**SHORT PROBLEM:**
Copy out the listing word for word, starting at the line that contains "Query: wooden sideboard" and continuing through the end of the listing, both ends included.

**INFORMATION PROVIDED:**
======
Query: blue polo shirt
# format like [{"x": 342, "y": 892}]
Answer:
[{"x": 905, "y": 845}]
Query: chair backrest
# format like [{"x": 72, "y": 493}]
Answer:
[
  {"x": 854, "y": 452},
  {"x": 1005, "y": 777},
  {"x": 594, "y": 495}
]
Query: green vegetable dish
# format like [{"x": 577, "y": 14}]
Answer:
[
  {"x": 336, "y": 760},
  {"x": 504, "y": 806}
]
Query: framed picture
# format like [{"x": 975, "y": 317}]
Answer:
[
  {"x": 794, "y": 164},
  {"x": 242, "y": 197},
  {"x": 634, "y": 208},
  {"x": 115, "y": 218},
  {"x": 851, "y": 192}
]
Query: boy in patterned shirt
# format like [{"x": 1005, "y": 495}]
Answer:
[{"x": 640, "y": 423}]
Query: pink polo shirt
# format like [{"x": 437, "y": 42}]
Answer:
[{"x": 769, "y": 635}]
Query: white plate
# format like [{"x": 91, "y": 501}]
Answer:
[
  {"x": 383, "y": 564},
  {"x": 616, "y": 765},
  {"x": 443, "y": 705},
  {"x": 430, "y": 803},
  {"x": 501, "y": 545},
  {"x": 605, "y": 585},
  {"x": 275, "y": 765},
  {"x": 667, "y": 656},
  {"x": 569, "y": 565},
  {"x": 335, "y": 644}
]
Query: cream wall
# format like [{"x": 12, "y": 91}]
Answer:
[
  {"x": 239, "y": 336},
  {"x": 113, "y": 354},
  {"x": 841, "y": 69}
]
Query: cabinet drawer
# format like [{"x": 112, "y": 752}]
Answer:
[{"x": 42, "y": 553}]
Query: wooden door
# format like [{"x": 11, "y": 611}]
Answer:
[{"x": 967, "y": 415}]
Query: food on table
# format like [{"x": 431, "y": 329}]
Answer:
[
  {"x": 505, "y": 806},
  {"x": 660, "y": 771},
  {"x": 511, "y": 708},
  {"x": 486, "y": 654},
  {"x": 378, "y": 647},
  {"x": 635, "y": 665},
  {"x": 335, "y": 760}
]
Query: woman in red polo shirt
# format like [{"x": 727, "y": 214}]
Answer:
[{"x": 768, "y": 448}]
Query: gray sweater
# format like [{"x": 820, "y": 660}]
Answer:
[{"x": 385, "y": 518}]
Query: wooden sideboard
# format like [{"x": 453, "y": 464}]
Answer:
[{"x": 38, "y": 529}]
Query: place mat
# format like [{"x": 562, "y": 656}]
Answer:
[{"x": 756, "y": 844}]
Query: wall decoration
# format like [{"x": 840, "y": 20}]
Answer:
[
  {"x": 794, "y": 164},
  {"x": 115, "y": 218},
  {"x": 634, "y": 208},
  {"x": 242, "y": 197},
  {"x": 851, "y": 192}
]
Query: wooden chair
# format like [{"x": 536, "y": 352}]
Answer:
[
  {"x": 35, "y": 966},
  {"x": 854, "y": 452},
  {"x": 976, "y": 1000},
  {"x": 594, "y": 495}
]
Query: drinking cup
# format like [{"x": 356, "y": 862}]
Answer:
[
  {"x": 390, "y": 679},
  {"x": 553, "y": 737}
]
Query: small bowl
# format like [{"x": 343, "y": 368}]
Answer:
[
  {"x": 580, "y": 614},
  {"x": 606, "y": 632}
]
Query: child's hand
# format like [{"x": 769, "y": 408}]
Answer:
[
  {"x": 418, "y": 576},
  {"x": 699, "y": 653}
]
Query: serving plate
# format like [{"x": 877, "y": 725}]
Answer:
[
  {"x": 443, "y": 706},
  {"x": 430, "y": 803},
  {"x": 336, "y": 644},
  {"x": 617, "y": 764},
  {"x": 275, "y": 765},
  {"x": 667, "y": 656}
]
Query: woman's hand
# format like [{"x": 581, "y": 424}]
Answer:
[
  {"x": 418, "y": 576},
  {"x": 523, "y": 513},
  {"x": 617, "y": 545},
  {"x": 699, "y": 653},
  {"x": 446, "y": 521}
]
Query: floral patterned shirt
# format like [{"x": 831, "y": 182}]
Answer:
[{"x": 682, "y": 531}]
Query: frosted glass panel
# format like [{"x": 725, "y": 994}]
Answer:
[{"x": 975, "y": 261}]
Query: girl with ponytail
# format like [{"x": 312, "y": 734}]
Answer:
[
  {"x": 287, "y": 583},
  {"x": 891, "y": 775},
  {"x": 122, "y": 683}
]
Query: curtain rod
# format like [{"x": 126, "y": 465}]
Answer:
======
**TASK SOLUTION:**
Query: wooden sideboard
# format like [{"x": 453, "y": 464}]
Answer:
[{"x": 38, "y": 529}]
Query: place mat
# format like [{"x": 562, "y": 656}]
Answer:
[{"x": 756, "y": 844}]
Query: wall decoration
# format like [{"x": 840, "y": 20}]
Answer:
[
  {"x": 794, "y": 164},
  {"x": 115, "y": 218},
  {"x": 634, "y": 208},
  {"x": 242, "y": 197},
  {"x": 851, "y": 192}
]
Query: wooden chair
# format like [{"x": 536, "y": 352}]
Answer:
[
  {"x": 35, "y": 966},
  {"x": 854, "y": 452},
  {"x": 976, "y": 1000},
  {"x": 594, "y": 495}
]
Query: drinking cup
# format like [{"x": 356, "y": 862}]
Answer:
[
  {"x": 390, "y": 679},
  {"x": 553, "y": 737}
]
Query: small bowl
# format like [{"x": 343, "y": 368}]
Answer:
[
  {"x": 580, "y": 614},
  {"x": 606, "y": 632}
]
Query: child's hand
# format like [{"x": 769, "y": 408}]
Answer:
[
  {"x": 418, "y": 576},
  {"x": 699, "y": 653}
]
Query: serving plate
# format like [{"x": 877, "y": 725}]
Answer:
[
  {"x": 443, "y": 706},
  {"x": 430, "y": 803},
  {"x": 336, "y": 644},
  {"x": 617, "y": 764},
  {"x": 275, "y": 765},
  {"x": 667, "y": 656}
]
Query: woman's hand
# format like [{"x": 581, "y": 424}]
Answer:
[
  {"x": 418, "y": 576},
  {"x": 523, "y": 513},
  {"x": 617, "y": 545},
  {"x": 699, "y": 653},
  {"x": 446, "y": 521}
]
Query: floral patterned shirt
# format like [{"x": 831, "y": 182}]
Answer:
[{"x": 682, "y": 531}]
Query: frosted glass panel
# format like [{"x": 725, "y": 994}]
Answer:
[{"x": 975, "y": 261}]
Query: girl with ponytail
# format like [{"x": 312, "y": 734}]
Answer:
[
  {"x": 287, "y": 583},
  {"x": 891, "y": 775},
  {"x": 122, "y": 683}
]
Query: curtain rod
# format like [{"x": 126, "y": 465}]
Answer:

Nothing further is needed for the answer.